Coordinate annotation entries

# # #

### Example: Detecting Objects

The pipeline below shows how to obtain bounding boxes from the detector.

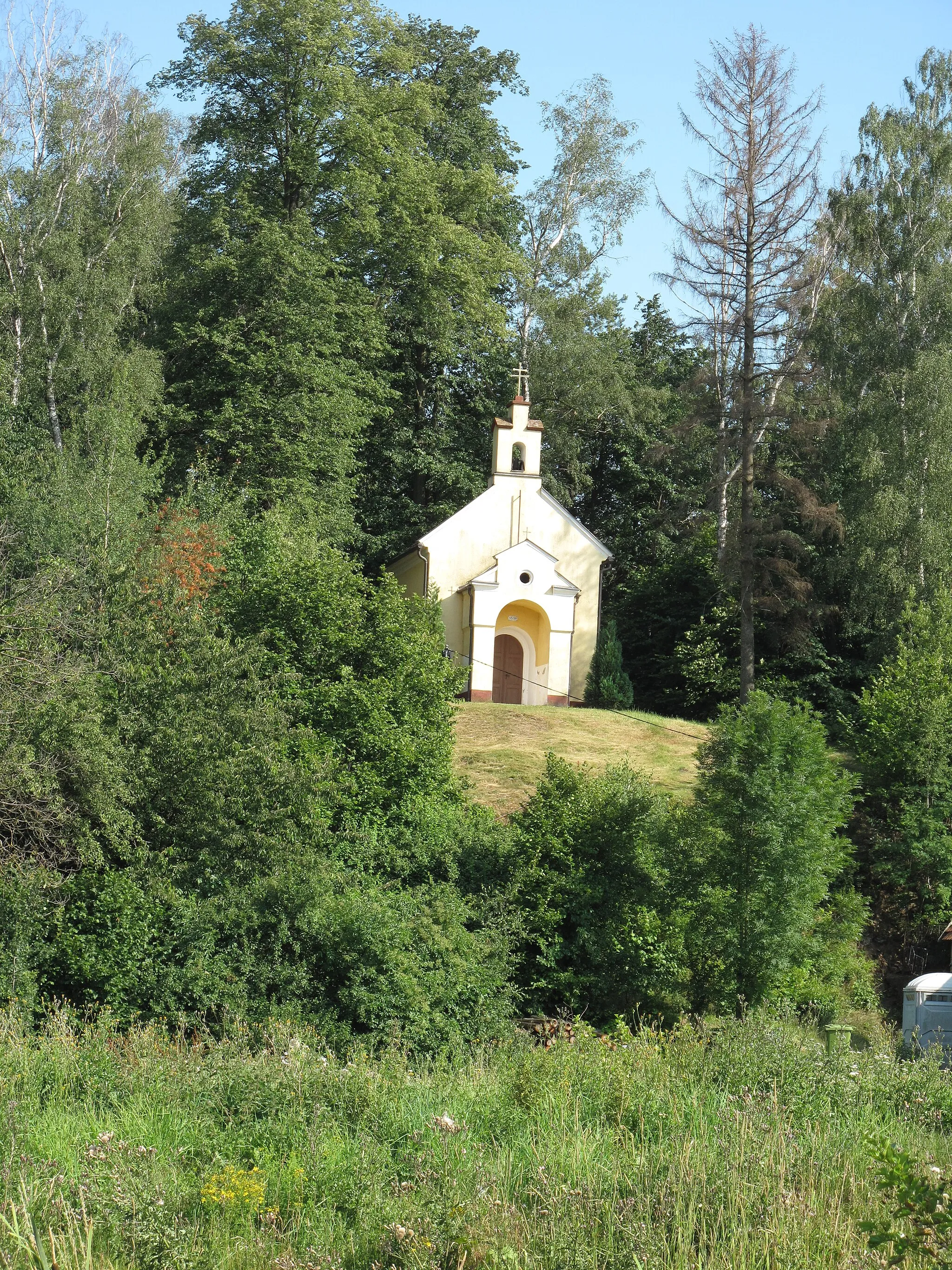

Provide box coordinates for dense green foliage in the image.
[0,0,952,1051]
[585,622,635,710]
[853,592,952,942]
[690,692,859,1004]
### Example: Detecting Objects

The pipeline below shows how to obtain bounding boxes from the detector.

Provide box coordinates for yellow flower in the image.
[200,1164,268,1211]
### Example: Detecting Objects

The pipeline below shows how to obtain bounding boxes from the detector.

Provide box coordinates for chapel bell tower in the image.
[491,366,542,485]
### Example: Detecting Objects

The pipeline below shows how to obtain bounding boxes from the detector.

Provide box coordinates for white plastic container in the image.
[903,970,952,1049]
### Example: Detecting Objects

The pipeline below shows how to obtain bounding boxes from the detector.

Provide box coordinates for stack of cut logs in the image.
[516,1015,575,1049]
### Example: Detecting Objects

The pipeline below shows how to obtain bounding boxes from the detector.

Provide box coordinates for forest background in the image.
[0,0,952,1049]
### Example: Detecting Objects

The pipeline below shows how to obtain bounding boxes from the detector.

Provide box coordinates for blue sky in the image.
[79,0,952,316]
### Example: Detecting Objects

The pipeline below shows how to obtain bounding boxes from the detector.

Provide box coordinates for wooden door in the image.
[492,635,522,706]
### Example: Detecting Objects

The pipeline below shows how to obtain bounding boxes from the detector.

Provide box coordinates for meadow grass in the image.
[455,702,707,814]
[0,1017,952,1270]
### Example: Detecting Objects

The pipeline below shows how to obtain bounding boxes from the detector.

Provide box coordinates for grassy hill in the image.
[456,702,707,814]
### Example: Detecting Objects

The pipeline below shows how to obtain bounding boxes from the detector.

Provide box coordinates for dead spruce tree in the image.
[660,26,829,701]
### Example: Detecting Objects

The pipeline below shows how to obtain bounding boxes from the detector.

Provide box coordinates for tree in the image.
[516,75,648,366]
[508,754,687,1022]
[851,591,952,968]
[816,50,952,635]
[661,26,827,701]
[692,692,853,1006]
[585,622,634,710]
[358,18,524,561]
[0,0,175,452]
[159,0,530,561]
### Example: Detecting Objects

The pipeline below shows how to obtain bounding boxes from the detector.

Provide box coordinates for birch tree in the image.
[661,26,829,700]
[0,0,172,453]
[818,50,952,629]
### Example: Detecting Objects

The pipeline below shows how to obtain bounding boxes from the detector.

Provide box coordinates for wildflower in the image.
[202,1164,266,1211]
[430,1111,463,1133]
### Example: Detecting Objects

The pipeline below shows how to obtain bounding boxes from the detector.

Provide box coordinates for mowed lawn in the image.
[456,701,707,814]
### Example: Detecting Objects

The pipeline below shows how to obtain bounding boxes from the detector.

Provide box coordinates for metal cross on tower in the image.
[509,362,529,401]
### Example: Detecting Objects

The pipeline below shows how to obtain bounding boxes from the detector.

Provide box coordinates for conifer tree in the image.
[585,622,635,710]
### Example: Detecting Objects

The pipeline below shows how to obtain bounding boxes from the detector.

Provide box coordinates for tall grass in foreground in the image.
[0,1016,952,1270]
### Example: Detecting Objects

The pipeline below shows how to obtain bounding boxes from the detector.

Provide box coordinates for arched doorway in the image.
[492,635,522,706]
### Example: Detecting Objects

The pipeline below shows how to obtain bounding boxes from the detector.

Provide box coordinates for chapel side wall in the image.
[390,552,427,596]
[439,592,469,665]
[530,502,602,701]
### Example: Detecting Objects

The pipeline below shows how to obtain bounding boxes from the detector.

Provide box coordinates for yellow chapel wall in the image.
[394,476,612,701]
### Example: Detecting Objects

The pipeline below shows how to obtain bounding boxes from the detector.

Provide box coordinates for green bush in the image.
[684,692,862,1008]
[851,592,952,941]
[509,754,686,1021]
[42,861,511,1051]
[585,622,635,710]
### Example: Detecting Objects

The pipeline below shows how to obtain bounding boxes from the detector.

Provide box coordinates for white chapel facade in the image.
[391,380,610,706]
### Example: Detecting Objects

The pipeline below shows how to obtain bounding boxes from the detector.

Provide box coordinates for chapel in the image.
[391,371,612,706]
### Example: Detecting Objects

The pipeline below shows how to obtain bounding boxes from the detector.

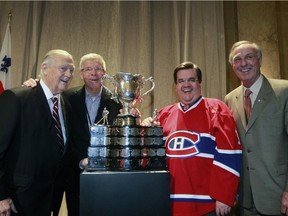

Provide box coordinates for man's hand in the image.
[216,201,231,216]
[79,158,88,169]
[22,78,39,88]
[281,192,288,215]
[0,198,18,216]
[141,117,160,127]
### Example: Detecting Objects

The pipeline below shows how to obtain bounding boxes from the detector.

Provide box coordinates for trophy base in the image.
[113,114,140,127]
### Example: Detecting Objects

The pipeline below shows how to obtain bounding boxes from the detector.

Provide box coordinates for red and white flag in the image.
[0,22,11,94]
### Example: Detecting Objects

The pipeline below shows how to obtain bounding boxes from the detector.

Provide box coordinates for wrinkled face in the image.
[80,60,105,95]
[232,44,261,88]
[41,55,75,95]
[176,69,201,104]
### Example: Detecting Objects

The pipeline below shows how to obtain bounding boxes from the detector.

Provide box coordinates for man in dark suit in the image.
[0,50,75,216]
[53,53,121,216]
[64,53,122,167]
[225,41,288,216]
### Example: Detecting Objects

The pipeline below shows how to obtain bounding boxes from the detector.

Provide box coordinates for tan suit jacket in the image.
[225,77,288,215]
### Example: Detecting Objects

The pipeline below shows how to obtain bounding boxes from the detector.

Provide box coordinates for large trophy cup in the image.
[106,72,155,126]
[87,72,166,171]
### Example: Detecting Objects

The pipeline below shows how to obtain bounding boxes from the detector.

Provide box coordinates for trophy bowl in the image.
[105,72,155,126]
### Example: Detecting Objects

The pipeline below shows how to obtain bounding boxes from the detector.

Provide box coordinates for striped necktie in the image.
[52,97,64,153]
[244,89,252,122]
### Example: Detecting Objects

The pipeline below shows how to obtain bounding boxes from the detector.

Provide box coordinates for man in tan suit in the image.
[225,41,288,216]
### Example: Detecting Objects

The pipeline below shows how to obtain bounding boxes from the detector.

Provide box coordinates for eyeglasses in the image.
[58,65,75,74]
[177,77,198,84]
[81,67,105,73]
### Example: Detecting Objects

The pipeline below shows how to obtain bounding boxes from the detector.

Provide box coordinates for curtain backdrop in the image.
[0,1,227,117]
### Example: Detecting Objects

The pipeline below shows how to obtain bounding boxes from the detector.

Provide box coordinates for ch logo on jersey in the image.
[165,131,200,157]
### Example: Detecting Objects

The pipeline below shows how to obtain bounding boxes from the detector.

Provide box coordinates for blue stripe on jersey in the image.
[166,131,242,176]
[170,194,215,203]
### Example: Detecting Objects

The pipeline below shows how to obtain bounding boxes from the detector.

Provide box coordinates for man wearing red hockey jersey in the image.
[142,62,242,216]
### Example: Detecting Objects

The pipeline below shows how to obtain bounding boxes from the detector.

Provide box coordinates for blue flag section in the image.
[0,22,11,91]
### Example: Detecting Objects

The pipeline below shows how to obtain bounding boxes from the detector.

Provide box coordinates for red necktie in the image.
[244,89,252,122]
[52,97,64,153]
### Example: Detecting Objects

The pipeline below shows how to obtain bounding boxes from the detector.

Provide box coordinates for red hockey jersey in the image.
[157,97,242,216]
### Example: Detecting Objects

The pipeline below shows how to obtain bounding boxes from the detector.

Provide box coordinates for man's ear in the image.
[41,63,48,75]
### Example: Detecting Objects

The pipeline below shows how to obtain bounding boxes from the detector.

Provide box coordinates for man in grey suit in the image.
[0,50,75,216]
[225,41,288,215]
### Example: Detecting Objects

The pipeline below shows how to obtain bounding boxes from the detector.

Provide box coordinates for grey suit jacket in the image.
[225,77,288,215]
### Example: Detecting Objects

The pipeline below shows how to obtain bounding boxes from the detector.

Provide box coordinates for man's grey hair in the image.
[79,53,106,71]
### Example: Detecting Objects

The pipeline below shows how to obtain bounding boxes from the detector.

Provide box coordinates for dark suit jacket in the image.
[0,85,69,216]
[63,86,121,163]
[225,77,288,215]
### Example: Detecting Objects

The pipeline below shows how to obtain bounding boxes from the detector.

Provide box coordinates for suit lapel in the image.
[247,76,272,130]
[235,86,247,128]
[32,84,54,128]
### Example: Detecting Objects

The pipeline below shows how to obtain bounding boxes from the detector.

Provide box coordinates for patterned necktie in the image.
[52,97,64,153]
[244,89,252,122]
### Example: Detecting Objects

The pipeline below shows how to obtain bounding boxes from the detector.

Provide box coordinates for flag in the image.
[0,22,11,89]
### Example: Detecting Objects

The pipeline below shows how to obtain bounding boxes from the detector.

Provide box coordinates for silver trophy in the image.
[105,72,155,126]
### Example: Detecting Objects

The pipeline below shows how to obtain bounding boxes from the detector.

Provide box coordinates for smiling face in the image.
[41,54,75,95]
[80,60,105,95]
[231,44,262,88]
[176,69,201,105]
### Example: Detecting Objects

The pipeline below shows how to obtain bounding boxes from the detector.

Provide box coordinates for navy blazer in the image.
[0,85,69,216]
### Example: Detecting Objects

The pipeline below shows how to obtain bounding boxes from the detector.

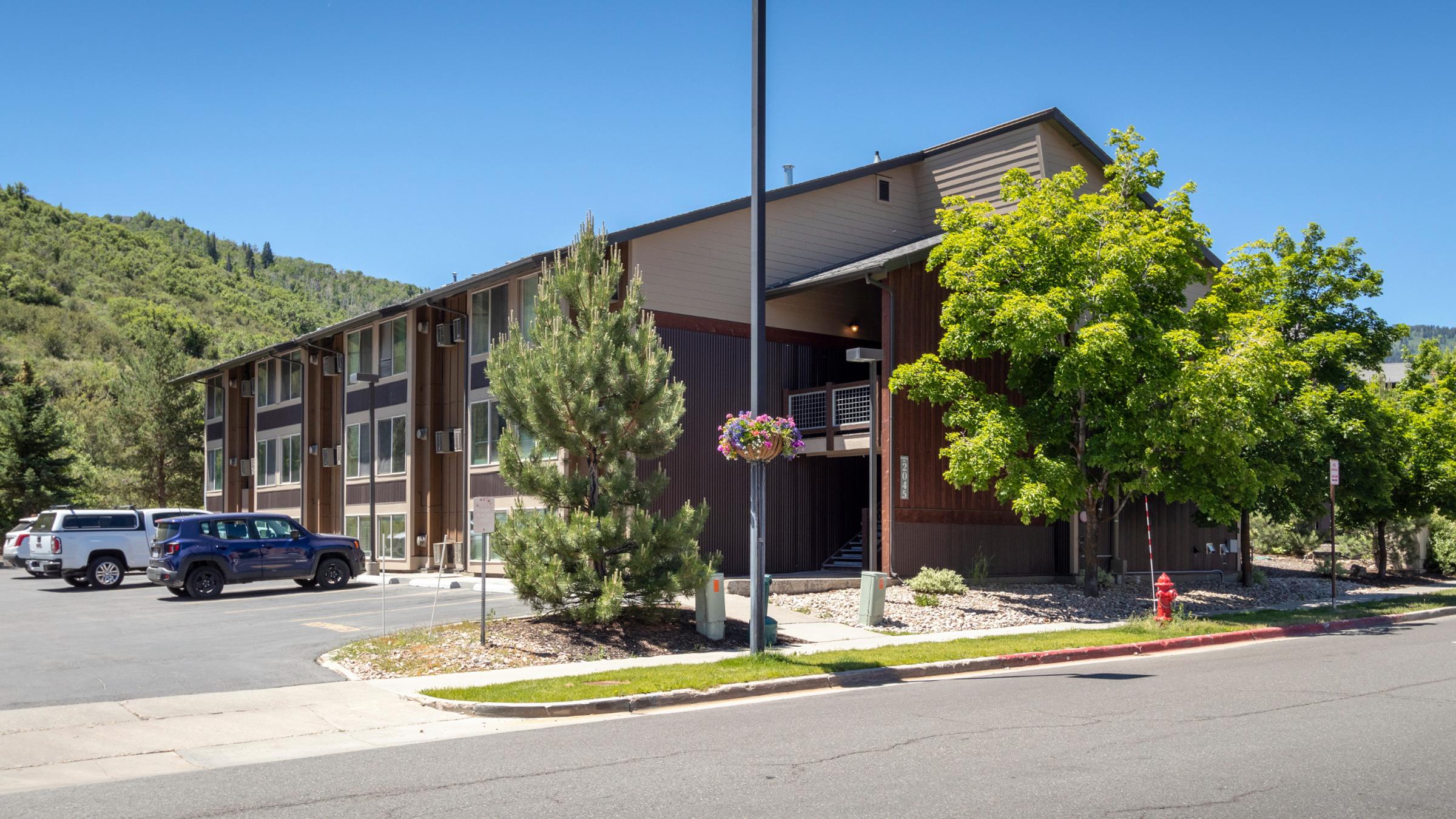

# # #

Set exercise
Replace "pipeline" with "workflow" in the items from the start up to and including the line containing "[0,1017,952,1270]", and leave everything else unchanged. Omit the pictures from your answer.

Solution for this exercise
### Example: Detecting Objects

The workflow below shows how to obtain bounding boxes from the detector.


Provide box coordinates for dense green foliage in the image.
[0,0,952,1051]
[585,622,635,710]
[853,592,952,942]
[690,692,859,1004]
### Example: Detecting Objects

The workflow below shows how to obtain bounding boxes from the detector.

Provide box coordinates for yellow flower in the image.
[200,1164,268,1211]
### Example: Detecting Objects

The workflow below shows how to obtain bounding boxes from the detector.

Provide box coordinates for chapel bell tower in the image.
[491,366,542,485]
### Example: Detecting Objects

The workflow below shows how to obtain bounding boxes from the detector.

Provide box coordinates for white plastic container in the image.
[903,970,952,1049]
### Example: Detecting Objects

The workflow below shows how to obtain bounding boxes from the detector.

Provide box coordinates for stack of cut logs in the image.
[516,1015,575,1049]
### Example: Detecting Objects

The workflow below shows how to obtain bounding boxes from the detector.

Provide box coordinates for forest background in the image.
[0,0,952,1049]
### Example: Detecting Objects

The workflow below shows how to obtain bounding boxes from the detector.

Provide box coordinates for blue sky in the image.
[79,0,952,316]
### Example: Detecting Objects

The workflow below shows how to obtain bounding boxes from the detector.

Provide box coordinates for wooden door in the image.
[492,635,522,706]
### Example: Detecting Objects

The workflow below shows how to obtain bounding boxes from the detector.

Provide box coordinates for meadow grass in the image.
[455,702,707,814]
[0,1017,952,1270]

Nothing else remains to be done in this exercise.